SUPPLIED RECORDS
======

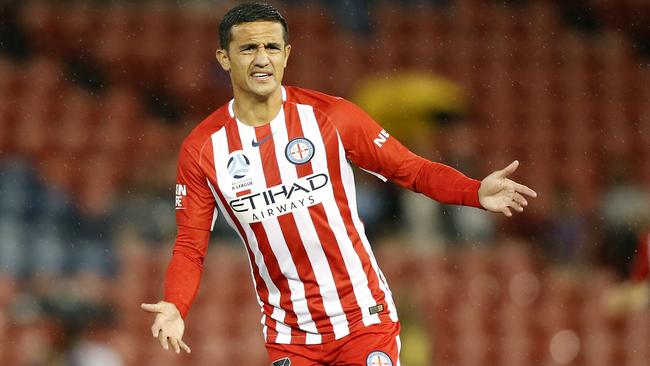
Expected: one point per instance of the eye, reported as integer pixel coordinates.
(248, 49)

======

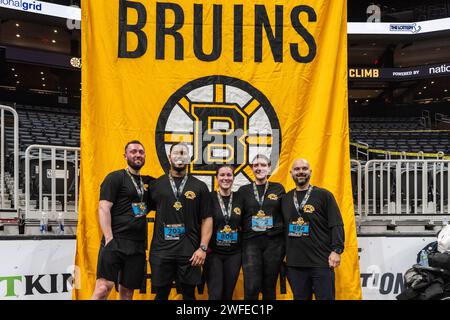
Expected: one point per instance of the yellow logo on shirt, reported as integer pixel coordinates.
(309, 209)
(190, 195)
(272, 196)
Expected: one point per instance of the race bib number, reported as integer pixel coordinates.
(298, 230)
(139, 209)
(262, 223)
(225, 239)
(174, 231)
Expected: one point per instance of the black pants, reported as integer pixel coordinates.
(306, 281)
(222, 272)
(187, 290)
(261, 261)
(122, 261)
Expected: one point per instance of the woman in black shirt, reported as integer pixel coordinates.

======

PROBLEM TO SOLVE
Reproduce, character for character, only the lines of the preceding data that start at the line with "Expected: one point per instance of the race" and end at the line with "Expected: one point per instance of the woman", both included.

YOUR RESPONSE
Expected: one point per instance of the race bib number, reported as integer pixel coordinates.
(298, 230)
(139, 209)
(262, 223)
(225, 239)
(174, 231)
Expected: one point per instance of the black pants, reported as integer pixel coordinates.
(306, 281)
(222, 272)
(187, 290)
(261, 261)
(122, 261)
Expected: one point per instance of the woman in black shirt, reported as integer pixel coordinates.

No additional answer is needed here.